(Point-per-instance localization data)
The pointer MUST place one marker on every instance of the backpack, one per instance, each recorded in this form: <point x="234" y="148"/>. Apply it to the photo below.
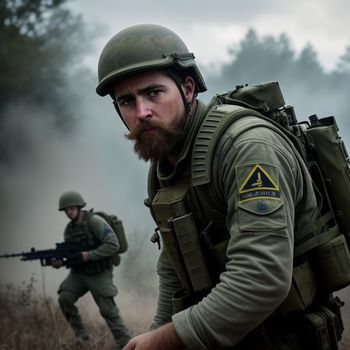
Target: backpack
<point x="117" y="227"/>
<point x="317" y="141"/>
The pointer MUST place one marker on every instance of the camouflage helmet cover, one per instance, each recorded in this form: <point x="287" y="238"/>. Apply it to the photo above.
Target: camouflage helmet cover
<point x="144" y="47"/>
<point x="71" y="199"/>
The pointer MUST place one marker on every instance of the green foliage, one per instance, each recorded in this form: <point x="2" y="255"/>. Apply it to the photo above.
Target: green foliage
<point x="304" y="82"/>
<point x="40" y="41"/>
<point x="30" y="322"/>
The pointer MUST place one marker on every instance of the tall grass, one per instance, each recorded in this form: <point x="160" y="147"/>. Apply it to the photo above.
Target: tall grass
<point x="29" y="321"/>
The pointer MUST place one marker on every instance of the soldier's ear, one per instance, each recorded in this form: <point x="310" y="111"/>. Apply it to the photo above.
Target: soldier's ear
<point x="189" y="88"/>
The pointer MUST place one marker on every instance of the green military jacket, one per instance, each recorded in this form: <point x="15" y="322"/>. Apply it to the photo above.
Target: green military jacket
<point x="101" y="241"/>
<point x="259" y="255"/>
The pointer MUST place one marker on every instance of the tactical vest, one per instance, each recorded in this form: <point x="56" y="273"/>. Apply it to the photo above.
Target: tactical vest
<point x="186" y="214"/>
<point x="80" y="233"/>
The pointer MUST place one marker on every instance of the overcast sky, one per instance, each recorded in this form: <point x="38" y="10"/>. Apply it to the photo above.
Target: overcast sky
<point x="209" y="27"/>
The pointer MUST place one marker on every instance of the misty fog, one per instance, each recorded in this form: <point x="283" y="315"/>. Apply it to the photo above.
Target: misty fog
<point x="90" y="155"/>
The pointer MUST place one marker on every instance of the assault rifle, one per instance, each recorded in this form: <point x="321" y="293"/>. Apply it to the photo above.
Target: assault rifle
<point x="68" y="253"/>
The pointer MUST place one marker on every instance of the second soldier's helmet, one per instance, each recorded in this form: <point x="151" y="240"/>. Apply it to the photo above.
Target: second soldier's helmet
<point x="71" y="199"/>
<point x="144" y="47"/>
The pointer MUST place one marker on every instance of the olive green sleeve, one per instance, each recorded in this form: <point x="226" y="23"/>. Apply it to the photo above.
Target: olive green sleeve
<point x="260" y="251"/>
<point x="102" y="232"/>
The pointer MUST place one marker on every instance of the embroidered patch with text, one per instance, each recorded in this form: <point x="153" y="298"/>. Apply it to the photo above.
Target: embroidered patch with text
<point x="258" y="184"/>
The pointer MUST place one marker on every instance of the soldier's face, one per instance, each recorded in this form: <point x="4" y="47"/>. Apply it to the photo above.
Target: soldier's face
<point x="151" y="106"/>
<point x="72" y="213"/>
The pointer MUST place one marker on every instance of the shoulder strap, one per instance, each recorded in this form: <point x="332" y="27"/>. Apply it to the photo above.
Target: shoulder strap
<point x="215" y="123"/>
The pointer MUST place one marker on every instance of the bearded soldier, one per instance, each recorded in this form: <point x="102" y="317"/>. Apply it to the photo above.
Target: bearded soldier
<point x="229" y="201"/>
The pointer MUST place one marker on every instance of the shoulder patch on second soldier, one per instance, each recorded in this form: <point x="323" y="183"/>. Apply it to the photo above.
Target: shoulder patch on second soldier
<point x="258" y="181"/>
<point x="106" y="229"/>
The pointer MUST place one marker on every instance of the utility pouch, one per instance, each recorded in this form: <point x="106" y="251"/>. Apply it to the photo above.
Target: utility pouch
<point x="333" y="326"/>
<point x="333" y="264"/>
<point x="180" y="237"/>
<point x="333" y="160"/>
<point x="302" y="291"/>
<point x="316" y="332"/>
<point x="192" y="252"/>
<point x="216" y="251"/>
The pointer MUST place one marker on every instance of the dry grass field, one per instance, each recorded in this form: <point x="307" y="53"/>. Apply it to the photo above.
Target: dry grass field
<point x="32" y="322"/>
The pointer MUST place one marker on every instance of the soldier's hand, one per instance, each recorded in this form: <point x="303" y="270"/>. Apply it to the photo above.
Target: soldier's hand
<point x="56" y="263"/>
<point x="74" y="259"/>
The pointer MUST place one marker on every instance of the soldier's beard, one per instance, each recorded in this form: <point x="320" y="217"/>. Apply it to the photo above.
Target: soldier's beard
<point x="160" y="142"/>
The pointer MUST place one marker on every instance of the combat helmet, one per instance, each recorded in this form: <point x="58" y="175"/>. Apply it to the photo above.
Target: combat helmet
<point x="71" y="199"/>
<point x="144" y="47"/>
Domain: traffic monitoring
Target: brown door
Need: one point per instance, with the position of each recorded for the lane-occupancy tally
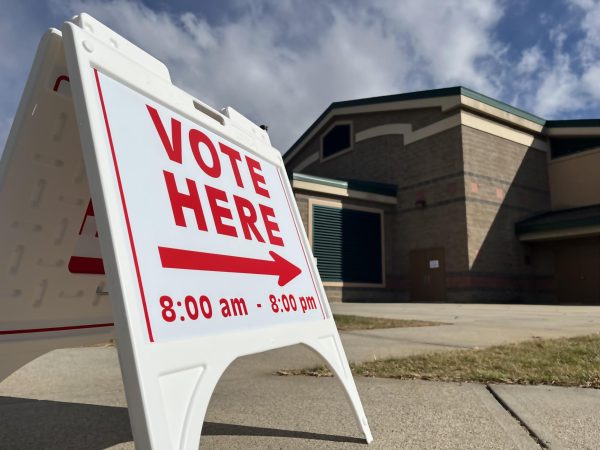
(427, 274)
(578, 271)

To do:
The data above is to be printed exactly, all of it, except for the pictures.

Solution for this exercise:
The pointer MUST place one marker on every instance of the backpack, one per instance, each recorded in this form: <point x="234" y="148"/>. Apply it to the photo below.
Target: backpack
<point x="117" y="227"/>
<point x="317" y="141"/>
The pointer MUST place one marker on every instance of the camouflage helmet cover, one per instance, each recorded in this form: <point x="287" y="238"/>. Apply it to the photo above.
Target: camouflage helmet cover
<point x="144" y="47"/>
<point x="71" y="199"/>
The pointer MUST place one marker on every instance of the green foliage, one per instance, each recorded in this form: <point x="2" y="255"/>. Apply it to the photo above.
Target: green foliage
<point x="304" y="82"/>
<point x="40" y="41"/>
<point x="30" y="322"/>
The pointer MUST place one marker on every instance of the tall grass, one per instance, each recorded in this form: <point x="160" y="147"/>. Apply it to the photo above.
Target: tall grass
<point x="29" y="321"/>
The pointer MUST place one marker on every instance of the soldier's ear, one per instance, each recorded in this form: <point x="310" y="111"/>. Apply it to the photo above.
Target: soldier's ear
<point x="189" y="88"/>
The pointer MUST place one marker on every instance of the green military jacket, one per instance, each recorded in this form: <point x="15" y="322"/>. Apply it to the photo above.
Target: green military jacket
<point x="101" y="241"/>
<point x="259" y="255"/>
The pointer MUST place one marker on every instance of the tactical vest, one per instance, each recorded in this form: <point x="56" y="273"/>. Apply it to the photo above.
Target: tactical vest
<point x="186" y="214"/>
<point x="80" y="233"/>
The pointer MUST place one marker on every instance of the overcast sky, one per instance, each recorded in this form: <point x="38" y="10"/>. Apply it to the photo above.
Target: overcast sky
<point x="209" y="27"/>
The pointer MUST place one marker on every instance of the misty fog, one per instance, each recorded in this form: <point x="283" y="315"/>. Apply it to the photo above.
Target: misty fog
<point x="90" y="155"/>
The pointer MUST place one marker on every instance of the assault rifle, one per instance, each recorded in this form: <point x="321" y="293"/>. Apply it to the photo above.
Target: assault rifle
<point x="68" y="253"/>
The pointer MUST place one marker on every instance of the second soldier's helmet, one per instance, each recorded in this form: <point x="151" y="240"/>. Apply it to the photo above.
Target: second soldier's helmet
<point x="71" y="199"/>
<point x="144" y="47"/>
The pointer MUST place one marker on every instance of the olive green sleeve, one per instance, each recorded in this form: <point x="226" y="23"/>. Apply it to the photo above.
Target: olive green sleeve
<point x="260" y="251"/>
<point x="102" y="232"/>
The pointer MUST place one marker on every instance of the embroidered patch with text, one per instance, each recorded in this form: <point x="153" y="298"/>. Apply it to the photo above.
Target: embroidered patch with text
<point x="258" y="184"/>
The pointer MUST place one marker on every instance of the soldier's face, one per instance, each recorded in this form: <point x="4" y="47"/>. Apply it to the photo above.
Target: soldier's face
<point x="151" y="106"/>
<point x="72" y="213"/>
The pointer MUST place one marker on every instance of the shoulder strap, one per instance, each recorded in this form: <point x="332" y="27"/>. Apply it to the photo above.
Target: shoulder strap
<point x="215" y="123"/>
The pointer MUST place one marker on every instance of the bearded soldier, one per instance, each recorded in this form: <point x="102" y="317"/>. Apply it to the photo above.
Target: bearded soldier
<point x="229" y="201"/>
The pointer MUST place one marker on every instance of the shoulder patch on second soldier, one per instance, each recorded in this form: <point x="323" y="183"/>. Apply it to the photo above.
Target: shoulder patch on second soldier
<point x="258" y="181"/>
<point x="106" y="229"/>
The pointer MUST place one marker on every instance of the utility pouch, one per instance, each recorded in this form: <point x="106" y="251"/>. Apply it to the photo above.
Target: utility pouch
<point x="333" y="326"/>
<point x="333" y="264"/>
<point x="180" y="237"/>
<point x="333" y="160"/>
<point x="302" y="291"/>
<point x="316" y="332"/>
<point x="192" y="252"/>
<point x="216" y="251"/>
The pointer MUST place one marker on every instance of the dry grass field, one per instance, each recorded in this form: <point x="307" y="53"/>. Apply it to the photo above.
Target: dry grass field
<point x="32" y="322"/>
The pointer MUST place one marker on every instance of the soldier's hand, one per instance, each recorded in this form: <point x="303" y="270"/>. Apply it to the photo above.
Target: soldier's hand
<point x="56" y="263"/>
<point x="74" y="259"/>
The pointer MUST place one marker on every instance of the soldier's beard, one per instance, each recorded in this form: <point x="320" y="217"/>. Apply it to the photo above.
Target: soldier's beard
<point x="160" y="142"/>
The pointer MUST place one marker on every instance of the combat helmet, one per instance, each recorded in this form: <point x="58" y="175"/>. Apply it to the photo above.
Target: combat helmet
<point x="71" y="199"/>
<point x="144" y="47"/>
Domain: traffic monitoring
Target: brown door
Need: one point per instance, with the position of each recorded for the lane-occupancy tally
(427, 274)
(578, 271)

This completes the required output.